- **Record extracts**
··········
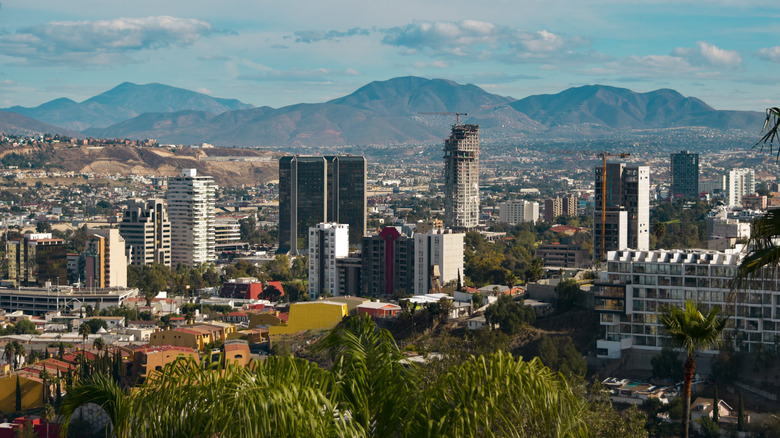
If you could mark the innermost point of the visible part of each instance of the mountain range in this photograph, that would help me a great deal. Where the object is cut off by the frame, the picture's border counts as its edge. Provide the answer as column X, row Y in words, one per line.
column 404, row 110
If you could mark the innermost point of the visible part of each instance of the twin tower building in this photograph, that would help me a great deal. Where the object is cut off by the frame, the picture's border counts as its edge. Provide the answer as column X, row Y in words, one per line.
column 322, row 213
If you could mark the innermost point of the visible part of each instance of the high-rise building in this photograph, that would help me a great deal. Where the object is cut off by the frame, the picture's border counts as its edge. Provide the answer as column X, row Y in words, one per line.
column 739, row 182
column 636, row 285
column 461, row 178
column 104, row 263
column 328, row 242
column 387, row 263
column 685, row 175
column 569, row 205
column 627, row 216
column 147, row 232
column 320, row 189
column 517, row 211
column 438, row 257
column 552, row 209
column 191, row 201
column 36, row 259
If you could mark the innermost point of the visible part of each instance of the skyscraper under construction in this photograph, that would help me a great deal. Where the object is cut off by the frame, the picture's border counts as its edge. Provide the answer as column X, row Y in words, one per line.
column 461, row 178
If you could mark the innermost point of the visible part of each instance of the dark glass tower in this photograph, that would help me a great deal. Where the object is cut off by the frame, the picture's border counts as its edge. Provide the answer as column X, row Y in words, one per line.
column 320, row 189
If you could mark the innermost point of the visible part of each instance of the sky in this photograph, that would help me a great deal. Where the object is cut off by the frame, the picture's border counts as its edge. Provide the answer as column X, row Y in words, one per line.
column 277, row 53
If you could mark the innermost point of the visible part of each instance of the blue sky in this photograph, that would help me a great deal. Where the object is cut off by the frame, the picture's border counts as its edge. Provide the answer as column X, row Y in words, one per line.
column 278, row 53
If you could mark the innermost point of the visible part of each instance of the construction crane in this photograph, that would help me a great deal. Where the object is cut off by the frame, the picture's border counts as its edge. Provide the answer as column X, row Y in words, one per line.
column 603, row 156
column 457, row 115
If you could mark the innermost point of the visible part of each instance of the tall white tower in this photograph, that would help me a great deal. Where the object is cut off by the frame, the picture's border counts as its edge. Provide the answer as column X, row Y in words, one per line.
column 191, row 212
column 739, row 182
column 461, row 178
column 327, row 242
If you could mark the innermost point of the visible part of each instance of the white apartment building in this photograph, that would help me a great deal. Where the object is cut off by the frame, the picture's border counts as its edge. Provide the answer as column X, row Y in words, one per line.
column 327, row 243
column 191, row 211
column 517, row 211
column 739, row 182
column 637, row 284
column 437, row 250
column 147, row 232
column 105, row 260
column 627, row 191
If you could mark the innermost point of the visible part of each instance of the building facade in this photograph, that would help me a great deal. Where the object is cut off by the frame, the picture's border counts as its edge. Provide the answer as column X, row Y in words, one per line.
column 147, row 232
column 327, row 243
column 685, row 175
column 627, row 193
column 313, row 190
column 438, row 259
column 461, row 178
column 387, row 263
column 104, row 262
column 518, row 211
column 739, row 182
column 37, row 259
column 637, row 284
column 191, row 203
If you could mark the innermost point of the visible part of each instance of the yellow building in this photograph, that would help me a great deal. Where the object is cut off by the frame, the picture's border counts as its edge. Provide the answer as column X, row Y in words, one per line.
column 315, row 315
column 193, row 336
column 32, row 393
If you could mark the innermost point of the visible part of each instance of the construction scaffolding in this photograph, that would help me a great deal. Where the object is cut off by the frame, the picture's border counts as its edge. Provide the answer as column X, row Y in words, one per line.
column 461, row 178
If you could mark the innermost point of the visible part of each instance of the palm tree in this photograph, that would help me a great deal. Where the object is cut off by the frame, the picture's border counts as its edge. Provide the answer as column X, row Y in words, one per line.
column 84, row 332
column 21, row 352
column 98, row 344
column 692, row 331
column 762, row 250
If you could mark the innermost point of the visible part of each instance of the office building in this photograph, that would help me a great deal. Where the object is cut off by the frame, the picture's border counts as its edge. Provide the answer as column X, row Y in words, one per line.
column 104, row 263
column 191, row 201
column 625, row 222
column 518, row 211
column 563, row 256
column 685, row 175
column 438, row 260
column 147, row 232
column 638, row 284
column 327, row 243
column 387, row 263
column 739, row 182
column 461, row 178
column 313, row 190
column 37, row 259
column 227, row 234
column 552, row 209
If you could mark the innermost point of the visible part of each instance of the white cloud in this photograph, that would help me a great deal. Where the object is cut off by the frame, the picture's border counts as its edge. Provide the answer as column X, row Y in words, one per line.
column 85, row 40
column 482, row 41
column 770, row 53
column 710, row 54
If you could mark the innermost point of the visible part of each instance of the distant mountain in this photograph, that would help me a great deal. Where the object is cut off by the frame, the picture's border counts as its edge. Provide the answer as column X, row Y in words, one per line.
column 17, row 124
column 401, row 111
column 614, row 108
column 124, row 102
column 382, row 112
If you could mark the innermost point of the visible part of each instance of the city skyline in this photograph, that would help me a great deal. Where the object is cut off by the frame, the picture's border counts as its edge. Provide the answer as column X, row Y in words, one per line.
column 277, row 55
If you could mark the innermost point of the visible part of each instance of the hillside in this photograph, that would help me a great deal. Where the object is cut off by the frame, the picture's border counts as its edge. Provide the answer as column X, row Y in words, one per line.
column 229, row 167
column 124, row 102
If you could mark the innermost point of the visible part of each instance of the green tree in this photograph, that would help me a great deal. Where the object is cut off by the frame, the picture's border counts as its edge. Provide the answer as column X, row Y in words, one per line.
column 568, row 293
column 18, row 394
column 560, row 354
column 692, row 331
column 509, row 315
column 84, row 331
column 667, row 365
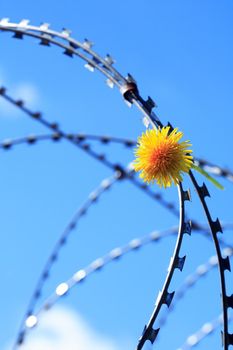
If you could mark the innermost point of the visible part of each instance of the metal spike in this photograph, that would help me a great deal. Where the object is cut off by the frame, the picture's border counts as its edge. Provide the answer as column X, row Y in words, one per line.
column 179, row 263
column 36, row 115
column 87, row 44
column 187, row 195
column 149, row 104
column 230, row 339
column 131, row 79
column 216, row 226
column 45, row 40
column 230, row 301
column 18, row 35
column 20, row 339
column 152, row 335
column 90, row 67
column 31, row 139
column 168, row 298
column 226, row 263
column 187, row 227
column 6, row 144
column 53, row 257
column 19, row 103
column 23, row 23
column 68, row 52
column 4, row 21
column 110, row 83
column 204, row 191
column 66, row 32
column 2, row 90
column 44, row 26
column 108, row 58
··········
- **Given task**
Give the data above as a JSON list of strings, one string per line, with blank lines and the pictures left out.

- **Answer for this exercise**
[
  "If you could mark the innermost point of the visible part of each instance of the mountain range in this photograph, that would help me a great deal. Where the object is cut off by the frame, the picture's border counts as its edge. Provide the answer as column X, row Y in words, one per line.",
  "column 404, row 110",
  "If you could mark the innermost point of the visible part of each instance of the twin tower building in this photograph, that would help me a great deal. Where the object is cut off by the frame, the picture's border counts as its edge. Provide the answer as column X, row Y in words, one per line.",
  "column 322, row 213",
  "If you could mark the innermost point of the visible part of each instance of the high-rise building in this photograph, that would help me a great deal. Where the object is cut off by the frame, the picture's border counts as its edge. Provide the answer as column X, row Y in words, one per line.",
  "column 739, row 182",
  "column 636, row 285",
  "column 461, row 178",
  "column 104, row 263",
  "column 328, row 242",
  "column 387, row 263",
  "column 685, row 175",
  "column 569, row 205",
  "column 627, row 216",
  "column 147, row 232",
  "column 320, row 189",
  "column 517, row 211",
  "column 438, row 257",
  "column 552, row 209",
  "column 191, row 201",
  "column 36, row 259",
  "If you could mark the innermost point of the visible part of each instance of the skyscraper under construction in this photograph, that would help me a great deal. Where the object is cut off by the frame, the picture's border counts as its edge. Provide the answer as column X, row Y in words, one per line.",
  "column 461, row 178",
  "If you could mark the innermost point of the visible part of each instance of the dark glass tower in this photograph, that would help me a great deal. Where the object is cut off by the frame, the picture's border counts as its edge. Provide the answer as column X, row Y in words, one per line.",
  "column 320, row 189",
  "If you could mark the innermost point of the visible part of each instance of the sky in this photograph, that would help me a great deal. Where the object is cut off by the frame, the picture's border counts as its edge. Provide the answer as column X, row Y in words, one per line.",
  "column 277, row 53",
  "If you could mark the innermost point of the visible part of each instance of the blue sky in this photograph, that would help me a great deal. Where the object is cut off by the frame, the picture's border counts as its edge. Provide the answer as column X, row Y in words, one per line.",
  "column 278, row 53",
  "If you could mark the innermost point of the visible part of each instance of the construction crane in this photograph, that would help me a great deal. Where the object is cut off by the frame, the picture's border counts as its edge. Provide the answer as column X, row Y in words, one per line.",
  "column 603, row 156",
  "column 457, row 115",
  "If you could mark the innermost point of the visible part of each instance of the tall white tower in this photograph, that would help me a great deal. Where the object is cut off by the frame, the picture's border counts as its edge. Provide the answer as column X, row Y in words, one per line.",
  "column 191, row 212",
  "column 739, row 182",
  "column 461, row 178",
  "column 327, row 242",
  "If you could mark the innermost point of the visible part of each instance of the white apartment building in this photograph, that would help me a great deal. Where the object is cut off by the frame, the picture's border counts as its edge. Provide the answer as column X, row Y in words, one per line.",
  "column 327, row 243",
  "column 191, row 211",
  "column 517, row 211",
  "column 739, row 182",
  "column 637, row 284",
  "column 437, row 250",
  "column 147, row 232",
  "column 105, row 260",
  "column 627, row 191",
  "If you could mark the innermost point of the visible part of each instance of the building facade in this photograph, that would help me a great deal. Where the object is cut off by the frame, the picture's border counts as its edge. Provide the answer as column X, row Y in words, one per line.",
  "column 147, row 232",
  "column 327, row 243",
  "column 685, row 175",
  "column 627, row 193",
  "column 313, row 190",
  "column 438, row 259",
  "column 461, row 178",
  "column 387, row 263",
  "column 104, row 262",
  "column 518, row 211",
  "column 739, row 182",
  "column 37, row 259",
  "column 637, row 284",
  "column 191, row 203",
  "If you could mark the innermost point of the visible part of each instance of the yellow building in this photograph, that would help me a great deal. Where the object is cut off by the frame, the picture's border counts as its edge. Provide the answer as column X, row Y in words, one per line.",
  "column 315, row 315",
  "column 193, row 336",
  "column 32, row 393",
  "If you could mark the innermost point of the visible part of each instance of the construction scaffolding in this photograph, that would help me a great deal. Where the object is cut off by the frame, the picture's border counts as its edge. Provide the answer as column X, row Y in words, one per line.",
  "column 461, row 178",
  "If you could mark the innermost point of the visible part of each instance of the palm tree in this photograph, that would help me a great deal. Where the object is cut off by the frame, the picture's border counts as its edge. Provide the answer as column X, row Y in words, one per line.",
  "column 84, row 332",
  "column 21, row 352",
  "column 98, row 344",
  "column 692, row 331",
  "column 762, row 250",
  "If you could mark the innermost point of the visible part of each instance of the office building in this photograph, that would help me a great deal. Where the object is cut off by the frame, the picture's border counts as its edge. Provide the answer as column X, row Y in words, one per line.",
  "column 104, row 263",
  "column 191, row 201",
  "column 625, row 222",
  "column 518, row 211",
  "column 563, row 256",
  "column 685, row 175",
  "column 438, row 260",
  "column 147, row 232",
  "column 638, row 284",
  "column 327, row 243",
  "column 387, row 263",
  "column 739, row 182",
  "column 461, row 178",
  "column 313, row 190",
  "column 37, row 259",
  "column 227, row 234",
  "column 552, row 209",
  "If you could mark the innermost point of the visible part of each instance of the white cloud in this photograph, that would help me a great deal. Where the object is cut off by the frame, the picture's border counts as its edge. Provide the answer as column X, row Y in words, one per line.",
  "column 85, row 40",
  "column 482, row 41",
  "column 770, row 53",
  "column 710, row 54",
  "If you could mark the innermost point of the visible part of each instance of the distant mountain in this photograph, that would help me a great deal. Where the object is cut off by the frame, the picture's border counts as its edge. Provide the answer as column X, row Y in words, one per line.",
  "column 17, row 124",
  "column 401, row 111",
  "column 614, row 108",
  "column 124, row 102",
  "column 382, row 112",
  "If you could mark the innermost point of the visible part of each instance of the city skyline in this photograph, that would help me a great deal. Where the object is cut off by the frame, the picture's border counts as its edge. Provide the answer as column X, row Y in words, one per line.",
  "column 277, row 55",
  "If you could mark the innermost point of the visible part of each instance of the hillside in this photograph, that would help me a great deal. Where the object is cut off by the frame, the picture's border counts as its edge. Provide the answer as column X, row Y in words, one per line.",
  "column 229, row 167",
  "column 124, row 102",
  "If you could mark the innermost point of the visible part of each instance of the green tree in this photograph, that would help me a great deal. Where the object is cut off by the frame, the picture's border counts as its edge. Provide the answer as column X, row Y in words, one per line.",
  "column 568, row 293",
  "column 18, row 394",
  "column 560, row 354",
  "column 692, row 331",
  "column 509, row 315",
  "column 84, row 331",
  "column 667, row 365",
  "If you could mark the innermost point of the visible part of each instance of the metal spike in this photograph, that would help me a great deal. Where the object is cut off by the frame, the picture's border counts as its edge. Provide the answer as column X, row Y in words, one per line.",
  "column 179, row 263",
  "column 36, row 115",
  "column 87, row 44",
  "column 187, row 195",
  "column 149, row 104",
  "column 230, row 339",
  "column 131, row 79",
  "column 216, row 226",
  "column 45, row 40",
  "column 230, row 301",
  "column 18, row 35",
  "column 20, row 339",
  "column 152, row 335",
  "column 90, row 67",
  "column 31, row 139",
  "column 168, row 298",
  "column 226, row 263",
  "column 187, row 227",
  "column 6, row 144",
  "column 53, row 257",
  "column 19, row 103",
  "column 23, row 23",
  "column 68, row 52",
  "column 4, row 21",
  "column 110, row 83",
  "column 204, row 191",
  "column 66, row 32",
  "column 2, row 90",
  "column 44, row 26",
  "column 108, row 58"
]